PROVIDED TEXT -
—————

Weighting to exhale

Replacing the pressure to be skinny with a plan to be healthy

BY: Felicia Carty

Science confirms what black men and women have known for centuries: Those curves, those hips and those butts are there for a reason.

Speaking candidly about weight issues and their effects on populations, Dr. Sean Wharton, MD, PharmD and Fellow of the Royal College of Physicians and Surgeons of Canada, uses layman's terms to push his health message to the public. As medical director of the Weight Management Centre, an OHIP-funded wing of the Wharton Medical Clinic, Dr. Wharton's message is backed by half a decade of work dedicated to bariatric medical practice and research. It is a specialty spawned from Dr. Wharton's interest in the direct correlation between weight gain and health issues within the black community.

"It was crucial for me to understand how I could help to prevent this epidemic of metabolic disease in people from my own ethnic background," Dr. Wharton says, listing diabetes, high blood pressure, high cholesterol and heart problems as culprits. According to him, these diseases of individuals have become symptoms of a societal problem.

—————

SOURCE DATA -
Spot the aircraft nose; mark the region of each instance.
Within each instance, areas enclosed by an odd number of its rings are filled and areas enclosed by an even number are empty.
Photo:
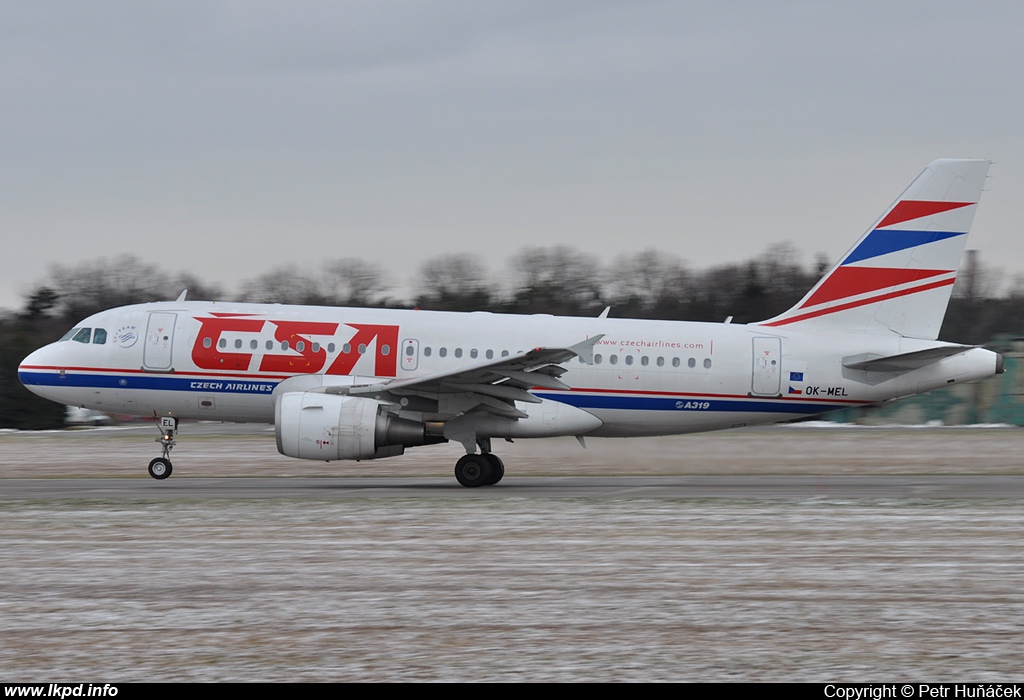
[[[55,369],[55,367],[49,366],[52,363],[47,361],[50,354],[49,348],[49,345],[39,348],[35,352],[30,353],[17,365],[17,379],[22,385],[33,394],[44,397],[45,394],[41,388],[50,384],[50,382],[46,381],[47,373],[52,375]]]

—————

WORK ORDER -
Do these statements agree with the article on weight and health? For each, answer yes or no and quote the deciding words.
(a) Dr. Wharton is medical director of the Weight Management Centre.
(b) The Weight Management Centre is privately funded.
(c) Dr. Wharton's bariatric work spans a full decade.

WRITTEN ANSWER -
(a) Yes: "As medical director of the Weight Management Centre"
(b) No: "an OHIP-funded wing of the Wharton Medical Clinic"
(c) No: "half a decade of work dedicated to bariatric medical practice and research"